**WHAT TO WORK ON:** Quote all lines below exactly. Images stay out.

**MATERIAL PROVIDED:**
:::

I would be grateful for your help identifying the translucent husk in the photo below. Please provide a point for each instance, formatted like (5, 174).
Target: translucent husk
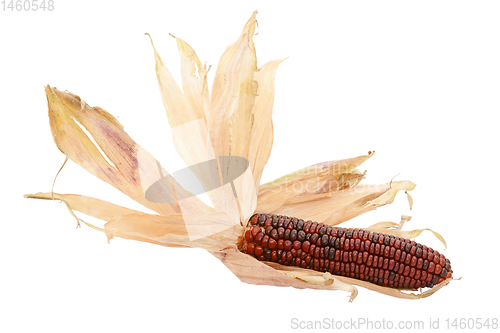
(234, 120)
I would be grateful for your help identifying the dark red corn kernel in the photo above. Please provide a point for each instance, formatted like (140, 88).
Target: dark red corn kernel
(431, 267)
(324, 240)
(248, 236)
(258, 239)
(272, 243)
(281, 232)
(407, 247)
(377, 257)
(268, 230)
(274, 234)
(251, 248)
(259, 250)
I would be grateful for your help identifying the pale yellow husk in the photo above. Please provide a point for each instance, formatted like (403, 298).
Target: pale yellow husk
(235, 119)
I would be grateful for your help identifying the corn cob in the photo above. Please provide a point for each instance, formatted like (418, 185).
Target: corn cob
(379, 258)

:::

**EXERCISE SOLUTION:**
I would be grateful for your help identifying the translucent husk in the photo below. Please provide a point for each instance, formatted like (5, 174).
Target: translucent husk
(234, 120)
I would be grateful for your help identifying the dark red corn kernel in the photo above. Please provide a point for each instance, formatted like (140, 88).
Target: dark red corn kernel
(431, 267)
(324, 240)
(248, 236)
(258, 239)
(272, 243)
(281, 232)
(407, 247)
(377, 257)
(268, 230)
(274, 234)
(251, 248)
(259, 250)
I would be grateful for your help identifying the pale yellow husk in the photo above. Please provide a point for each instance, formatted like (403, 298).
Target: pale yellow husk
(235, 119)
I would be grateful for your help identifying the corn cob in the photo above. Please provide a point for each instance, formatted like (418, 185).
Target: corn cob
(379, 258)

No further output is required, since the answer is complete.